### Objective
Reproduce every line of the data below verbatim, altering nothing.
— START —
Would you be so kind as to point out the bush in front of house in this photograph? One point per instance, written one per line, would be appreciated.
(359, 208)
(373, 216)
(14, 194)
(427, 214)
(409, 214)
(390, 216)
— END —
### Answer to this task
Would you be so kind as to point out the bush in front of house in this photograph? One point per instance, written one per line, would be appreciated.
(359, 208)
(373, 216)
(14, 194)
(427, 214)
(409, 214)
(390, 216)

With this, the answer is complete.